■ Assignment
Across the entries below, how many lines contain the word "instance"? Give the number alone.

■ Dataset entries

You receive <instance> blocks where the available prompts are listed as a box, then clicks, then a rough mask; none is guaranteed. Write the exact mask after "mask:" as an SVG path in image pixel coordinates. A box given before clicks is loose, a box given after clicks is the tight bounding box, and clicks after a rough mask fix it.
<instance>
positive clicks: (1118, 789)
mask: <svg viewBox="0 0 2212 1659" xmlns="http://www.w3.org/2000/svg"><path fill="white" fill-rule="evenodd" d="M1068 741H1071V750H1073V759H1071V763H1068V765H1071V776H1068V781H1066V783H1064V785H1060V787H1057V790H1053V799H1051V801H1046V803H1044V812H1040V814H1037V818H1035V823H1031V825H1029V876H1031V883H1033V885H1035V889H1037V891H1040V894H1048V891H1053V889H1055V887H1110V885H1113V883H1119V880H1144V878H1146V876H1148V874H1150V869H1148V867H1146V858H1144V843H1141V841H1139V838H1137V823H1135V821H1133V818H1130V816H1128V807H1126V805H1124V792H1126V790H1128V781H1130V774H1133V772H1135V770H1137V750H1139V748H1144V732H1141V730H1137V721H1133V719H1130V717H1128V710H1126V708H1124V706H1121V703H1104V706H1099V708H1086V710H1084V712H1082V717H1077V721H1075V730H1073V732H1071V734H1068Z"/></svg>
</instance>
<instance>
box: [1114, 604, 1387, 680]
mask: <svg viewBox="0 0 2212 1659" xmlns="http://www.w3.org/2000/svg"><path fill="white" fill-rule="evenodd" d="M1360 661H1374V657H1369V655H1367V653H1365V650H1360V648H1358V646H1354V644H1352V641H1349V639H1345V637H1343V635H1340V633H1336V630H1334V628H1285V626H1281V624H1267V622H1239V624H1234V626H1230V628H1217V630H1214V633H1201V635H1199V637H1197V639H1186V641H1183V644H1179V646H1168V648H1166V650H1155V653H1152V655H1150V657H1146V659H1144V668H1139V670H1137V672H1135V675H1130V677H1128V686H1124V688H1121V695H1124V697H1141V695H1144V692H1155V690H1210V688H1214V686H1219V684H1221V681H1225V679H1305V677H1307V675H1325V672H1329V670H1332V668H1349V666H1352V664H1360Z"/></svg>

■ Response to this exercise
4